> **PROBLEMA DA RISOLVERE**
Individua tra le righe qui sotto tutte quelle che contengono la parola "roof" e ricopiale per intero. Maiuscole e minuscole vanno distinte.
----
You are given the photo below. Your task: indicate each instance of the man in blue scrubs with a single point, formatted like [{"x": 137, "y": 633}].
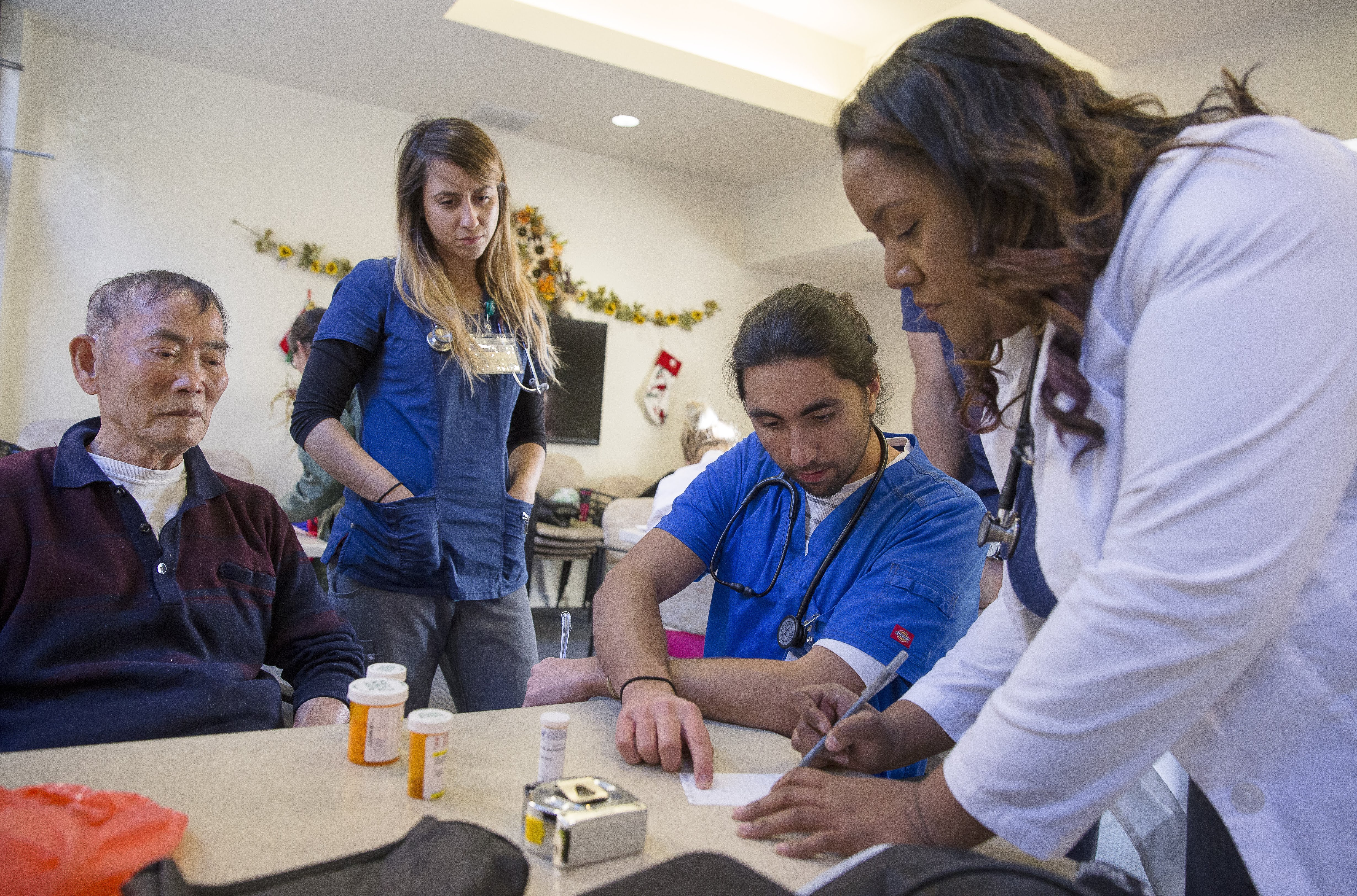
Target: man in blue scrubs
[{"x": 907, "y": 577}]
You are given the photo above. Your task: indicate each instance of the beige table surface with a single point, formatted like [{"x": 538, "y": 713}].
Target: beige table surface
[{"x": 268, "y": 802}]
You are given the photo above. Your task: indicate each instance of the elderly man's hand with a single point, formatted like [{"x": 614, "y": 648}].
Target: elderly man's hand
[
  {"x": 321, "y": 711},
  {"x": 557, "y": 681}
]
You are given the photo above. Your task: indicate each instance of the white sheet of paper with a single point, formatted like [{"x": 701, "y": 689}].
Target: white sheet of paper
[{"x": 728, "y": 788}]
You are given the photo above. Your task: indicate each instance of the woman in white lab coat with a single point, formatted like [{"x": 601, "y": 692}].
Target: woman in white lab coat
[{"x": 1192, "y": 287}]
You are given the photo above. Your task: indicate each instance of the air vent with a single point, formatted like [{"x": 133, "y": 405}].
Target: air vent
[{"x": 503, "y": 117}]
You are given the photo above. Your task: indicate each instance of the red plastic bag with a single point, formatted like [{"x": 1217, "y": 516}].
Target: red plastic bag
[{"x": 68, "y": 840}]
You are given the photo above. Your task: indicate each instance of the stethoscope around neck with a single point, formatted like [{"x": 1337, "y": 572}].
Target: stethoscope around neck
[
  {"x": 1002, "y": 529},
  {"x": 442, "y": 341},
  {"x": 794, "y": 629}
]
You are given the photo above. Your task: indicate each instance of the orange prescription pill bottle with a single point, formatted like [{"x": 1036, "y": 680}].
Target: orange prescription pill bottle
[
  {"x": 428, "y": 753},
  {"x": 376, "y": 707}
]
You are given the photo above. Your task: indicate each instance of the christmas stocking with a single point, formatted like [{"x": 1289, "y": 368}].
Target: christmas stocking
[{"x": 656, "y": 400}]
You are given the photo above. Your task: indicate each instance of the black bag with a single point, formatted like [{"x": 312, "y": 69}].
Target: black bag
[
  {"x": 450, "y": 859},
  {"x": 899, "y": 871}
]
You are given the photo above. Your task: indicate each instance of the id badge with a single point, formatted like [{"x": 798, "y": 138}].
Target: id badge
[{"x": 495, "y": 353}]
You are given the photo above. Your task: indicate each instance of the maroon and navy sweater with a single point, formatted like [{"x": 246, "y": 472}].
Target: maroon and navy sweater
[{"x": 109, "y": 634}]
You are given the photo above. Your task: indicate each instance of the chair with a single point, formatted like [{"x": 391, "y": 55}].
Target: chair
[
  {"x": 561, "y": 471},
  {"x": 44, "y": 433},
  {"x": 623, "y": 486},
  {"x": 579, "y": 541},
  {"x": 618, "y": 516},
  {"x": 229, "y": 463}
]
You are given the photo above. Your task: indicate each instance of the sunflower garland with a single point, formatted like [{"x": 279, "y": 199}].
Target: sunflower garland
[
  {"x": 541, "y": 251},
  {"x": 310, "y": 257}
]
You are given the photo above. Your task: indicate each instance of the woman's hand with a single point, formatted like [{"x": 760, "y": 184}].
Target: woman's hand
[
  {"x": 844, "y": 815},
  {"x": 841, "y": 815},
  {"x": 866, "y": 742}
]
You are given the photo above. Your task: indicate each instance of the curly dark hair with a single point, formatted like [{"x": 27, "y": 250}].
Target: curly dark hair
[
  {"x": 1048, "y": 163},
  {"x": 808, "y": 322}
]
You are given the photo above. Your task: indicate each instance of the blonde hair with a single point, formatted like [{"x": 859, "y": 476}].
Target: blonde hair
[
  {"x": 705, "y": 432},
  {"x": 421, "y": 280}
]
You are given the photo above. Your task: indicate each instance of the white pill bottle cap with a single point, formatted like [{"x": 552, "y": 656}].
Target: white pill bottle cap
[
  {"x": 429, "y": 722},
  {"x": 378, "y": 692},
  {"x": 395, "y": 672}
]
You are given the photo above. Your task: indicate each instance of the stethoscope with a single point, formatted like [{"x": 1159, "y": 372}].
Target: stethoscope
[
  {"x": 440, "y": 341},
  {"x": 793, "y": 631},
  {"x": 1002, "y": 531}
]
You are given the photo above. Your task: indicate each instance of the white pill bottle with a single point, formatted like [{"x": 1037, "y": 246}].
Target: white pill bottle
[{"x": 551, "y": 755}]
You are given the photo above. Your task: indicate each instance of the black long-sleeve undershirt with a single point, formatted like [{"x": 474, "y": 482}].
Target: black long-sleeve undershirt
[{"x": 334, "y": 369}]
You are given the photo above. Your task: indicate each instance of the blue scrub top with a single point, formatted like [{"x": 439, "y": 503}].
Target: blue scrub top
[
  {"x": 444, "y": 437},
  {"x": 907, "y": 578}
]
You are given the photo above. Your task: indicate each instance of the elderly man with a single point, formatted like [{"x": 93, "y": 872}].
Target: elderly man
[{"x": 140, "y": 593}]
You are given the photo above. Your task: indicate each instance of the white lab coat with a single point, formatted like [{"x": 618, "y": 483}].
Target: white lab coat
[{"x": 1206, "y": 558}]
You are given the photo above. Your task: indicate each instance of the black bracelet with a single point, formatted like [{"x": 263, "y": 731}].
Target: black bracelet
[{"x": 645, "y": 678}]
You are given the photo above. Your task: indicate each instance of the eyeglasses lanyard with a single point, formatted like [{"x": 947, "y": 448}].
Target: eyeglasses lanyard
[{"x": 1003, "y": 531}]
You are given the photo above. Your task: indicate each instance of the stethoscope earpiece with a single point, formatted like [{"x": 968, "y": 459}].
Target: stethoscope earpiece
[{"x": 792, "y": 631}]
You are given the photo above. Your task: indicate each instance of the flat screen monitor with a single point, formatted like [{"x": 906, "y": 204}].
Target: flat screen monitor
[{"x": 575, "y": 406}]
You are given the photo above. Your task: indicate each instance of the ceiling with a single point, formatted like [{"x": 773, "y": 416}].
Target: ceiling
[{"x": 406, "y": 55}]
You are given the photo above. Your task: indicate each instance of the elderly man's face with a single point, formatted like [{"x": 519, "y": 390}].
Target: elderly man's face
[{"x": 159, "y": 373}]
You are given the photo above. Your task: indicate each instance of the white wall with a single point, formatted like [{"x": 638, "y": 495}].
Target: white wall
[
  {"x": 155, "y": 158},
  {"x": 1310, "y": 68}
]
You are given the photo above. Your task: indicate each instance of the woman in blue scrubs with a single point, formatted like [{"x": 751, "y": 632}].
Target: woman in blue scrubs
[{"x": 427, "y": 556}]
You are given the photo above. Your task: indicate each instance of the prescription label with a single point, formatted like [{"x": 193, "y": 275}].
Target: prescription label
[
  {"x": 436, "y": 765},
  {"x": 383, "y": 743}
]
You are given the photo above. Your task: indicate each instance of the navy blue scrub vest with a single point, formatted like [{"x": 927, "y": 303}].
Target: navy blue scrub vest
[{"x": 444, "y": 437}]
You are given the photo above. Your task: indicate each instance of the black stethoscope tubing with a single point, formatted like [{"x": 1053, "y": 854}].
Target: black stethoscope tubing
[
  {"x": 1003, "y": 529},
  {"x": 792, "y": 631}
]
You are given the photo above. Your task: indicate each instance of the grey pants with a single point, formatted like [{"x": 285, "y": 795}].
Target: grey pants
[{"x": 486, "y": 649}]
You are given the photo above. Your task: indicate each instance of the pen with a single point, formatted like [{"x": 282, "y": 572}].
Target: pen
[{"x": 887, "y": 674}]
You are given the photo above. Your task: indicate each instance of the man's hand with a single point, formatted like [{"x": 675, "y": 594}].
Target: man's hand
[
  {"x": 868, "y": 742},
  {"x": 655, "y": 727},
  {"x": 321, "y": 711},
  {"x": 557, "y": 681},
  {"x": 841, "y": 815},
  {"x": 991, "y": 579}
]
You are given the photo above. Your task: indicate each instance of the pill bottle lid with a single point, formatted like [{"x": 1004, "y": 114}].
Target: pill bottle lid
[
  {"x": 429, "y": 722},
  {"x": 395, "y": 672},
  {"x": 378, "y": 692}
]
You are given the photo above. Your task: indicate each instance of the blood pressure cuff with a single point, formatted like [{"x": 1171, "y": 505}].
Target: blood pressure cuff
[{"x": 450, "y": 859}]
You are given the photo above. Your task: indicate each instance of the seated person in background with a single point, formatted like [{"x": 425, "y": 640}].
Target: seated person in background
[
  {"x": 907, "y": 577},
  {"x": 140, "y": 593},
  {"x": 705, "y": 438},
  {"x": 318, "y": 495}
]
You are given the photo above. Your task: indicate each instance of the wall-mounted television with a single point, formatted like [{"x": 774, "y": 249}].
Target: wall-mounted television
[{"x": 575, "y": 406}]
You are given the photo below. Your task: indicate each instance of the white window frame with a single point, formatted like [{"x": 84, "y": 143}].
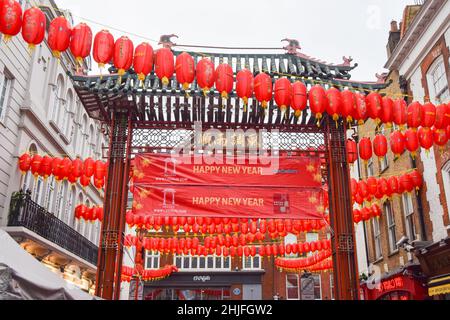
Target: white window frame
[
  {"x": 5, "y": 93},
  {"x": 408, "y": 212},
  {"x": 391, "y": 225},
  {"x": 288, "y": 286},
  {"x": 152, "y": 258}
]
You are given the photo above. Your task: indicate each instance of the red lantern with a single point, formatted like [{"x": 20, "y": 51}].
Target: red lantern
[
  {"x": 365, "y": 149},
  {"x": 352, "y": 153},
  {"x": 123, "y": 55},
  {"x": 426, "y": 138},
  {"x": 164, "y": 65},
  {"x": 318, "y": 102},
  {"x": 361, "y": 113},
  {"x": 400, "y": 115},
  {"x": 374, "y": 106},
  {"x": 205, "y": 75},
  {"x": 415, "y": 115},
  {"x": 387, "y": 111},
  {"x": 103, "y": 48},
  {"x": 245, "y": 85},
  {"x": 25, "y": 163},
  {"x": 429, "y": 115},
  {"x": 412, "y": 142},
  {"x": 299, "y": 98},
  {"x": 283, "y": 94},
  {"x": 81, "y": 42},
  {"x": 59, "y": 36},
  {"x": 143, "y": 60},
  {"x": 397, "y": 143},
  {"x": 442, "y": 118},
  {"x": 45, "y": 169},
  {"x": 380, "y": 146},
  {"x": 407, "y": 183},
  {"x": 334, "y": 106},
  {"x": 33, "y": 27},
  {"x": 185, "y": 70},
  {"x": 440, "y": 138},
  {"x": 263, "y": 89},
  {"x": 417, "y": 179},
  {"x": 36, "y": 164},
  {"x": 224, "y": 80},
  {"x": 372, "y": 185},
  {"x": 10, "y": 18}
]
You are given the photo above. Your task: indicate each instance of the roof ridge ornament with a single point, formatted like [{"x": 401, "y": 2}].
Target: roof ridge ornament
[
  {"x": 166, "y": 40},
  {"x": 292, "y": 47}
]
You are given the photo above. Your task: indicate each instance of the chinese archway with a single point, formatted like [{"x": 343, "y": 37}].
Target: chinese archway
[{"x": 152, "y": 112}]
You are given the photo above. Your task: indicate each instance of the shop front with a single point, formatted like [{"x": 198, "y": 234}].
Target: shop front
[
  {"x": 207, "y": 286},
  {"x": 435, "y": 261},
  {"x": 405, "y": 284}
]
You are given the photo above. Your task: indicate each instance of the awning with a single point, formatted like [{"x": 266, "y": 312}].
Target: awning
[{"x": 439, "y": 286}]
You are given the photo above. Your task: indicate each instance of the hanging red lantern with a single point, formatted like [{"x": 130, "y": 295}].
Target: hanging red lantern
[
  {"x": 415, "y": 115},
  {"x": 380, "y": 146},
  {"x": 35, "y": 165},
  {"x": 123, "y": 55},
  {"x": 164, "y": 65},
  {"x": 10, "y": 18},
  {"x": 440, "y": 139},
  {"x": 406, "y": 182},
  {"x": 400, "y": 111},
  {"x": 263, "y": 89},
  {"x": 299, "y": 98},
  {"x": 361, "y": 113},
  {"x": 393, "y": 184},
----
> **RISPOSTA COMPLETA**
You are given the photo above. Your task: indicate each instance of the roof ridge ornament with a single point, formatted like [{"x": 401, "y": 2}].
Target: roof ridge ornament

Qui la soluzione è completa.